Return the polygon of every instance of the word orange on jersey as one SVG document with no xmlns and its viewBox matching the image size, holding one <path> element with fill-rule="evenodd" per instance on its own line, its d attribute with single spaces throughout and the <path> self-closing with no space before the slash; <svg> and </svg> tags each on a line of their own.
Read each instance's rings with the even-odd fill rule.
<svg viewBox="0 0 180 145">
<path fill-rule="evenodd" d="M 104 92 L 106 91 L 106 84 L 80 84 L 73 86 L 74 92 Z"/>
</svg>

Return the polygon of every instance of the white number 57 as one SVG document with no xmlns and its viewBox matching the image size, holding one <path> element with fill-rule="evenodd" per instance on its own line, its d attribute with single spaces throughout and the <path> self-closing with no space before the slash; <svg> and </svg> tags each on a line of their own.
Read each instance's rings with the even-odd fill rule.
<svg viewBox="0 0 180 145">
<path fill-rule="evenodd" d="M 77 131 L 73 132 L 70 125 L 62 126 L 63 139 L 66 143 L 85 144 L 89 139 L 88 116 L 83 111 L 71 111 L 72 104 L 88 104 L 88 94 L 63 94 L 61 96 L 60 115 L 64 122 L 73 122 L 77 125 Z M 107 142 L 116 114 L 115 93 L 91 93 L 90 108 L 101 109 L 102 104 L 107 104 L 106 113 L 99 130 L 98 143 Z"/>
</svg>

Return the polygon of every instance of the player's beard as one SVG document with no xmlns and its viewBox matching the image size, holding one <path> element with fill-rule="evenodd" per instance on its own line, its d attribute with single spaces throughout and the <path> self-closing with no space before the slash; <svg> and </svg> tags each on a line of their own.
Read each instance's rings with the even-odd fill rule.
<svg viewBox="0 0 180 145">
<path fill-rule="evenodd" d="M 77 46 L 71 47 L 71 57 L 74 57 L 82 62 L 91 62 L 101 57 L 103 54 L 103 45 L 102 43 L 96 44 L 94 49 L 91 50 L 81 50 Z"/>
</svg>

- **What this task involves**: Rewrite the lines from the one with "Return the polygon of every instance of the player's" through the last line above, including the requests, adding -6 to every number in the answer SVG, both the viewBox values and the path coordinates.

- **The answer**:
Return the polygon of every instance of the player's beard as one SVG document with no xmlns and its viewBox matching the image size, holding one <path> element with fill-rule="evenodd" per instance on its own line, its d attribute with single spaces throughout and the <path> self-closing with no space before the slash; <svg> and </svg> tags each on a line of their own.
Read each instance's rings with the even-odd fill rule.
<svg viewBox="-6 -6 174 139">
<path fill-rule="evenodd" d="M 71 40 L 65 41 L 65 51 L 68 51 L 76 56 L 85 56 L 95 51 L 97 48 L 97 39 L 96 37 L 90 38 L 88 43 L 85 44 L 75 44 Z"/>
</svg>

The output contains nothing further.